Task description: Would you swap "sweater" for "jumper" in the lines running from the one containing "[tag] reindeer antler: a pin per instance" through the very last line, and give back only those lines with everything else unchanged?

Items:
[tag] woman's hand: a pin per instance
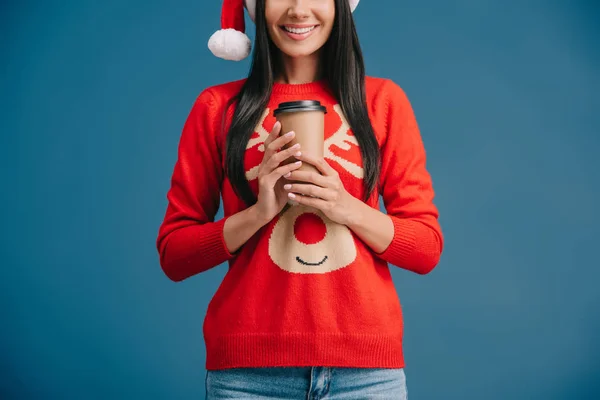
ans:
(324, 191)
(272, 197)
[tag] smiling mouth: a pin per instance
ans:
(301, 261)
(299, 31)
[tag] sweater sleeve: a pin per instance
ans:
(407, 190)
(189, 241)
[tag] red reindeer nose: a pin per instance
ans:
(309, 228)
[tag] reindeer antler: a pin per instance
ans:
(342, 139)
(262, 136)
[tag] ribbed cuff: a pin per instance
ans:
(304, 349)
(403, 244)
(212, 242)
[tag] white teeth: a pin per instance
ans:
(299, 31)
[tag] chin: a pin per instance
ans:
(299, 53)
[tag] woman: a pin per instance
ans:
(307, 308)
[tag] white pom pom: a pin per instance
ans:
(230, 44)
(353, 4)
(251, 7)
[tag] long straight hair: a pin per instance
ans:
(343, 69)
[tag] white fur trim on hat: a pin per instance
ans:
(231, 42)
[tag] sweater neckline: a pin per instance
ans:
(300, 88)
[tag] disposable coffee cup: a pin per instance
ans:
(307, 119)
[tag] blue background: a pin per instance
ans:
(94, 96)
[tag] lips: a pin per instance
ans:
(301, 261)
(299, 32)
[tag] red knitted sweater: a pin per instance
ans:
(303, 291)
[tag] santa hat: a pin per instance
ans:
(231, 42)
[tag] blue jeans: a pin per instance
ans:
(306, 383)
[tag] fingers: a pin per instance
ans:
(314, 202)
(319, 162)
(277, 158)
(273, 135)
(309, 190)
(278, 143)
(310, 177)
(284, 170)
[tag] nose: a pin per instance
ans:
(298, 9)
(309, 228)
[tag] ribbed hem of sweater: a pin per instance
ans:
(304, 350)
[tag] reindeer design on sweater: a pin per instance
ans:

Exercise solution:
[tag] reindeer antler: a pin per instance
ans:
(342, 139)
(262, 136)
[tag] ribbed cuff: a pin per instance
ans:
(304, 349)
(403, 244)
(212, 242)
[tag] white teeth: a pin per instance
ans:
(299, 31)
[tag] chin: a pin per instance
ans:
(299, 53)
[tag] woman: a pin per instance
ans:
(307, 308)
[tag] white pom pom: a pin per instance
ans:
(230, 44)
(353, 4)
(251, 7)
[tag] long straight hair: a pin per instance
ans:
(343, 69)
[tag] white fur trim on hat: a pin per instance
ans:
(231, 42)
[tag] jumper neckline: a pin per instance
ans:
(300, 88)
[tag] disposable coffee cup: a pin per instance
ans:
(307, 119)
[tag] blue background: a pin per instance
ans:
(94, 96)
[tag] lips: a pin per instance
ans:
(301, 261)
(299, 32)
[tag] red knitted jumper: a pin per instance
ans:
(303, 291)
[tag] santa hat: a pin per instance
ans:
(231, 42)
[tag] blue jeans: a pin per instance
ans:
(306, 383)
[tag] fingers: a pin per instance
ans:
(314, 202)
(319, 162)
(277, 158)
(273, 135)
(309, 190)
(278, 143)
(310, 177)
(284, 170)
[tag] nose: a pin per instance
ans:
(298, 9)
(309, 228)
[tag] ribbed hem of jumper: a pin per instance
ans:
(304, 350)
[tag] reindeer design on jumper: a pin per instance
ans:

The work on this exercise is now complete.